> [Material provided]

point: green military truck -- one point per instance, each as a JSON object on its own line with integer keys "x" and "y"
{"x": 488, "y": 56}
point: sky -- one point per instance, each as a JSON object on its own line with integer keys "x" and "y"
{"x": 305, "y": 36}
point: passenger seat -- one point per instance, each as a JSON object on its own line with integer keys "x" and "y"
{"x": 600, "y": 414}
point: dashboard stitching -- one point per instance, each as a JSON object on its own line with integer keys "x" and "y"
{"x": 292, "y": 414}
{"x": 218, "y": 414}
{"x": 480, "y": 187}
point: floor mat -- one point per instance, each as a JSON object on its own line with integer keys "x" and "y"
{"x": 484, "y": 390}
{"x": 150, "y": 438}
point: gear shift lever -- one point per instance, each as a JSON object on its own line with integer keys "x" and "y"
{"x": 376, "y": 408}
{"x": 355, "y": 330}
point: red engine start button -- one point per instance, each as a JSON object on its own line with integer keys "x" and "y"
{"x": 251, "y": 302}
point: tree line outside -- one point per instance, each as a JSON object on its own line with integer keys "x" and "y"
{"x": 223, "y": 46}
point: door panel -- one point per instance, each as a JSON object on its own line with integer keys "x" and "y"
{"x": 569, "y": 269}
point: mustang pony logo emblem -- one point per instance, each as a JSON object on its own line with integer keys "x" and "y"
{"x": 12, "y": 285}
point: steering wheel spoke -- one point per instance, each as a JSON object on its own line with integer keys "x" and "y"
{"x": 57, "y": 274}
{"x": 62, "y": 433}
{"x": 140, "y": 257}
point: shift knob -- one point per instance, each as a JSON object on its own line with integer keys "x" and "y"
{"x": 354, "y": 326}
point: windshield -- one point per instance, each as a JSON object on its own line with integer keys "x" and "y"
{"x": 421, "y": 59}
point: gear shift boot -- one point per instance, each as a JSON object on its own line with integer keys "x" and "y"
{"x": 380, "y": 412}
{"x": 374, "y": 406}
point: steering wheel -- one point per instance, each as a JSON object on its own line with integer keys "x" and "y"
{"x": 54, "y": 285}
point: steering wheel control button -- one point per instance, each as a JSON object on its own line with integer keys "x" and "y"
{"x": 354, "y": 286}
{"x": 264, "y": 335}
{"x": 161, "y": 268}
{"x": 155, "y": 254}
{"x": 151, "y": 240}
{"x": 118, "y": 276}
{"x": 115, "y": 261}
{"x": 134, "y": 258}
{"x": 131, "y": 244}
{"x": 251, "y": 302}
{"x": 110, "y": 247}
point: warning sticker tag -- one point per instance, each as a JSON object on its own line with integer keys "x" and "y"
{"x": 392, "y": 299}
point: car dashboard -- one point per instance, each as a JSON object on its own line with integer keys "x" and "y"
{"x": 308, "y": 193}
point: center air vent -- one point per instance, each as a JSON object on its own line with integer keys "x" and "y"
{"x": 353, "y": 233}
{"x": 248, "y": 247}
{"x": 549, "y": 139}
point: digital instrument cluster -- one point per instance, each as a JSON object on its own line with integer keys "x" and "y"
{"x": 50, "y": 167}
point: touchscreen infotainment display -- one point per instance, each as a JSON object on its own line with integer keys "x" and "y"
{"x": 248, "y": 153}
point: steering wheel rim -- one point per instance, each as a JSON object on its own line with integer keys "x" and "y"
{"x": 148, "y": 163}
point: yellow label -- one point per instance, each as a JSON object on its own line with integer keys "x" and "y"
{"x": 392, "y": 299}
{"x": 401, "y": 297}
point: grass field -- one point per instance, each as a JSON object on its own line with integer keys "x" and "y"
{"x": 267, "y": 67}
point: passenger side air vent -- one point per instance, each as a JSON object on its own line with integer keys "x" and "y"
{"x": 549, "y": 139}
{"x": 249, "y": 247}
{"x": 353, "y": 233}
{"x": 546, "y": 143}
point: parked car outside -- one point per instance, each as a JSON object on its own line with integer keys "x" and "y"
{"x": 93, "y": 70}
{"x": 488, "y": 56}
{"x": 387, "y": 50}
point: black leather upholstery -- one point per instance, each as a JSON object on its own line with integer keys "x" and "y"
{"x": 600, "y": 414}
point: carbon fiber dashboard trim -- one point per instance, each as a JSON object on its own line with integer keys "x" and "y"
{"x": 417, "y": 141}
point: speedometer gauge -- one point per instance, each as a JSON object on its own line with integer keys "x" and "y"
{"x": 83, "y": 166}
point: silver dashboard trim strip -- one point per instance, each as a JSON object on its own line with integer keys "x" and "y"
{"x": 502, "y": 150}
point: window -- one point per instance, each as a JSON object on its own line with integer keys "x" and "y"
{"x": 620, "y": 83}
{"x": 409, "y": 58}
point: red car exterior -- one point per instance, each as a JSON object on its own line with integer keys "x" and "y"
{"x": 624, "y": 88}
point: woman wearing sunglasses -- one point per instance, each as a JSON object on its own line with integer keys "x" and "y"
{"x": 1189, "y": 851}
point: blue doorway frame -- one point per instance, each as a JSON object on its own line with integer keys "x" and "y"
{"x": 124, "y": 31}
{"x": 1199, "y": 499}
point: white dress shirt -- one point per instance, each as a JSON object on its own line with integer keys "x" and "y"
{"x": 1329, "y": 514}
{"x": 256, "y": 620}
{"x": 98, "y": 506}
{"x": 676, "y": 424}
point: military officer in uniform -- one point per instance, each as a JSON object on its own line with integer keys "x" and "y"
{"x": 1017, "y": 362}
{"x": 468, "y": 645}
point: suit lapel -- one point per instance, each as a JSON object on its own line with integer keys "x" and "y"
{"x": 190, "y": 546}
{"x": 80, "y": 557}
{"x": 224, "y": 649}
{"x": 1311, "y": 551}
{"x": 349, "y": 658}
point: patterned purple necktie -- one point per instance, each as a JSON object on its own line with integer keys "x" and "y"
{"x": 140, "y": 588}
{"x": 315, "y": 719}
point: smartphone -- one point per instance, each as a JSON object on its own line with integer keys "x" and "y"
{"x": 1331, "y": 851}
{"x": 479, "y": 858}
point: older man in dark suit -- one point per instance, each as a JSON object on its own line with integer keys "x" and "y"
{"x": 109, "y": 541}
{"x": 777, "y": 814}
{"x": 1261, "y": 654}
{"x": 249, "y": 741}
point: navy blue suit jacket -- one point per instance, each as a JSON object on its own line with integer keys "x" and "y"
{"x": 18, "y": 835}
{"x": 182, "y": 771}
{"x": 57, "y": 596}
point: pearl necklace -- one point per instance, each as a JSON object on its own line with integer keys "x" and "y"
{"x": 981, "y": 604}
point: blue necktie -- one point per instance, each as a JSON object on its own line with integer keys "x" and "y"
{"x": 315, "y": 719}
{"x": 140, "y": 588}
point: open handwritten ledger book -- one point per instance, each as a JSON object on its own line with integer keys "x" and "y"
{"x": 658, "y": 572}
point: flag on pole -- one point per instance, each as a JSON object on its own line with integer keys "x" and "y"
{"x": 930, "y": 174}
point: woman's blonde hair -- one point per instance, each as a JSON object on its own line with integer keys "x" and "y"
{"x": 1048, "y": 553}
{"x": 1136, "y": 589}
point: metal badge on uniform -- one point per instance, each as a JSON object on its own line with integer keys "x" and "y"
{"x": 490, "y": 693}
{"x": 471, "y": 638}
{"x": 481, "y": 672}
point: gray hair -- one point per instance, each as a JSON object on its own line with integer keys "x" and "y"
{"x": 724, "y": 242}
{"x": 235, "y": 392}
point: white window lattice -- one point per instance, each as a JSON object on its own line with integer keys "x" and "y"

> [Assignment] With no line skipped, copy the entries exactly as written.

> [Exercise response]
point: green military truck -- one point per instance, each as a JSON object on its own line with integer keys "x" and "y"
{"x": 488, "y": 56}
point: sky -- one point per instance, each as a JSON object on its own line with integer keys "x" and "y"
{"x": 305, "y": 36}
point: passenger seat -- one point per instance, each as a JSON object on its own line with integer keys "x" and "y"
{"x": 600, "y": 414}
point: dashboard stitching -- one point per instance, each as a JSON object on its own line with integer keys "x" and "y"
{"x": 292, "y": 414}
{"x": 218, "y": 414}
{"x": 480, "y": 187}
point: floor mat -- one point per instance, each as a JSON object on its own line with integer keys "x" and "y"
{"x": 484, "y": 390}
{"x": 150, "y": 438}
point: gear shift lever -- one point per instance, each as a JSON object on its own line with integer keys "x" and "y"
{"x": 376, "y": 408}
{"x": 355, "y": 330}
point: red engine start button -- one point per instance, each as a JSON object on its own line with integer keys "x" and "y"
{"x": 251, "y": 302}
point: tree line outside -- one point per instance, each as a JSON object on its own line with integer keys "x" and "y"
{"x": 223, "y": 46}
point: door panel -- one point per instance, each as a JSON object on its own line with integer keys "x" and "y"
{"x": 569, "y": 269}
point: mustang pony logo emblem -- one point per instance, each as a JSON object on its own line with integer keys "x" and "y"
{"x": 12, "y": 285}
point: steering wheel spoke -- one point per instance, each as a JSON object on its own line with integer keys "x" and "y"
{"x": 57, "y": 274}
{"x": 62, "y": 433}
{"x": 140, "y": 257}
point: shift knob -- one point per instance, each as a JSON object on its own line with integer keys "x" and "y"
{"x": 354, "y": 326}
point: windshield -- one point per instance, each as a JSON object on its own line with integer keys "x" and "y"
{"x": 421, "y": 59}
point: gear shift boot -- one point per instance, each as a JSON object on its own line with integer keys "x" and "y"
{"x": 380, "y": 412}
{"x": 374, "y": 406}
point: steering wheel -- one point per instance, each as a JSON object on its own line with integer keys "x" and "y"
{"x": 54, "y": 285}
point: steering wheel control button -- one point per instance, each as a JSON object on its own line with integer keys "x" and "y"
{"x": 354, "y": 286}
{"x": 264, "y": 335}
{"x": 161, "y": 268}
{"x": 155, "y": 254}
{"x": 151, "y": 240}
{"x": 118, "y": 276}
{"x": 115, "y": 261}
{"x": 134, "y": 258}
{"x": 131, "y": 244}
{"x": 251, "y": 302}
{"x": 110, "y": 247}
point: warning sticker tag -- one point per instance, each as a JSON object on its own line with integer keys "x" and "y"
{"x": 392, "y": 299}
point: car dashboard -- one point per instance, each as a JSON object on its own line with integer keys "x" and "y"
{"x": 308, "y": 193}
point: center air vent -- one point per instance, each as a JSON object on its own line with integer keys "x" and "y"
{"x": 353, "y": 233}
{"x": 248, "y": 247}
{"x": 549, "y": 139}
point: digital instrument cluster -- one point per instance, each as a JSON object on its own line with integer keys "x" and "y"
{"x": 50, "y": 167}
point: touchscreen infotainment display -- one point per instance, each as a JSON object on its own line with integer keys "x" and "y"
{"x": 248, "y": 153}
point: steering wheel rim -- one point per instance, each as a JSON object on its own line with integer keys "x" and "y"
{"x": 148, "y": 163}
point: yellow label -- one point per instance, each as a JSON object on its own line with integer keys "x" and "y"
{"x": 392, "y": 299}
{"x": 401, "y": 297}
point: grass field -- one point per instance, each as a JSON object on its own line with integer keys "x" and "y"
{"x": 267, "y": 67}
point: passenger side air vent -- one point per instance, each as a JSON object on its own line with integer keys "x" and "y"
{"x": 549, "y": 139}
{"x": 249, "y": 247}
{"x": 353, "y": 233}
{"x": 546, "y": 143}
point: parked car outside -- one point per instance, each as a JSON object on its own line with integer keys "x" and "y"
{"x": 93, "y": 70}
{"x": 488, "y": 56}
{"x": 387, "y": 50}
point: black leather upholstery -- one point per instance, each as a JSON object on its own line with integer keys "x" and "y"
{"x": 600, "y": 414}
point: carbon fiber dashboard trim -- one point per instance, each as a JSON object on its own line with integer keys "x" and "y"
{"x": 417, "y": 141}
point: speedometer gauge -- one point per instance, each as a JSON object on its own line with integer keys "x" and "y"
{"x": 83, "y": 166}
point: silver dashboard trim strip -- one point per instance, each as a JSON object on its own line with integer keys "x" and "y"
{"x": 502, "y": 150}
point: window -- one point per instance, each as a JSON object on its own line with integer keys "x" and "y"
{"x": 620, "y": 83}
{"x": 409, "y": 58}
point: red car exterior -- one point per instance, each as a JSON object on its own line with integer keys "x" and "y"
{"x": 624, "y": 88}
point: woman wearing sunglasses -- one point per instance, each as a JSON object on its own line with integer keys "x" and "y"
{"x": 1189, "y": 851}
point: blue doorway frame -- one point per instance, each as a JSON object on its own line with integer keys "x" and "y"
{"x": 124, "y": 31}
{"x": 1199, "y": 499}
point: white dress shirt -- one point per instance, each as a JSON object on its own line with integer keys "x" and "y"
{"x": 1329, "y": 514}
{"x": 256, "y": 620}
{"x": 98, "y": 506}
{"x": 676, "y": 424}
point: military officer in uniform -- one point per instance, each as a JSON object on its own line with integer keys "x" and "y"
{"x": 1017, "y": 362}
{"x": 468, "y": 645}
point: suit lapel -- one point per instance, each as a JSON object on its own line with integer keys "x" and "y"
{"x": 190, "y": 546}
{"x": 80, "y": 557}
{"x": 224, "y": 649}
{"x": 1311, "y": 551}
{"x": 349, "y": 658}
point: patterned purple necktie -- one point per instance, each as a JSON object on its own line with integer keys "x" and "y"
{"x": 140, "y": 588}
{"x": 315, "y": 719}
point: smartphone -- one point per instance, each as a JSON object on its own line with integer keys "x" and "y"
{"x": 1331, "y": 851}
{"x": 479, "y": 858}
point: older man in dark suit -- one point per instance, each as a JSON object on its own line with integer keys "x" and "y"
{"x": 109, "y": 541}
{"x": 777, "y": 814}
{"x": 1261, "y": 654}
{"x": 249, "y": 741}
point: navy blue suit jacket -- one point per instance, each as a JSON object on its own line with integer keys "x" and "y"
{"x": 18, "y": 835}
{"x": 182, "y": 771}
{"x": 57, "y": 596}
point: pearl necklace -- one point per instance, each as a JSON object on its own line with integer keys "x" and "y"
{"x": 981, "y": 604}
point: blue necktie -- one point per instance, each as a JSON object on its own line with integer keys "x" and "y"
{"x": 315, "y": 719}
{"x": 140, "y": 588}
point: open handwritten ledger book -- one point per instance, each as a JSON object on its own line with integer keys "x" and "y"
{"x": 658, "y": 572}
point: flag on pole -- one point per instance, each as a JSON object on its own line with integer keys "x" and "y"
{"x": 930, "y": 174}
point: woman's blonde hair -- one point per instance, each as a JSON object on its own line with integer keys "x" and "y"
{"x": 1048, "y": 553}
{"x": 1136, "y": 589}
point: metal badge on uniform -- one point per instance, each as a JSON object on its own line with integer keys "x" and "y"
{"x": 490, "y": 693}
{"x": 471, "y": 638}
{"x": 481, "y": 672}
point: gray hair -- one point per instance, each as a JSON object on its own line with integer keys "x" and "y"
{"x": 724, "y": 242}
{"x": 235, "y": 392}
point: white window lattice -- one point per instance, each as a JSON object on its own line with integer keys "x" and "y"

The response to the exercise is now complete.